Wednesday, September 18, 2024

Busting the Home-Biz Myths

Don’t believe all the guidelines and hype about running a business from home. Some of the rules, set out in books and columns such as this one, are sound. Others are hype, horse-hockey or oft-repeated nonsense. Here’s a short list of what’s true and what’s false among the work-at-home myths.

Dress Up Like You’re Going to a Meeting

The most common myth says you should dress up like you’re off to a pricy lunch meeting even though you’re working from home. This is the most-frequently-propagated myth in home-business literature. No, you don’t have to dress up in meet-the-client clothes to call prospective clients. Supposedly, when you’re sitting in your living room in business attire, you’re more likely to sound professional over the phone.

Come on, a client-contact call is about attending to your customer’s needs. If you can’t focus on their needs while you’re in your bathrobe, you have bigger problems than the way you’re dressed. Calls to vendors don’t matter at all. You could be sitting in your vendor’s office delicately draped in garbage bags and your vendor doesn’t care. When you’re calling a customer on the phone, focus on your customer with all your attention and you’ll sound perfectly professional.

Fighting the Commotion in the Background

If you’re selling – no noise. If you’re buying, who cares? There is a hard-fast rule about the noise of children in the background when you’re making business calls. If you’re selling, any commotion in the background is impermissible. If you’re buying, the whole house can be coming down around you and it’s just fine with the caller on the other end. One trick that solves this problem without resorting to daycare is hiring a teenager to distract the kids during phone calls. The kids still get the benefit of being at home, while the sitter helps keep your sell time quiet.

* _Data excerpt_:
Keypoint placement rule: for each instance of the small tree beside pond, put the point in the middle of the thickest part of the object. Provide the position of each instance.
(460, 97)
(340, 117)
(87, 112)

* _Written instruction_:
In the home-business article, what trick keeps children quiet during phone calls without resorting to daycare? The material can be left aside.

* _Solution to this exercise_:
Hiring a teenager to distract the kids during phone calls.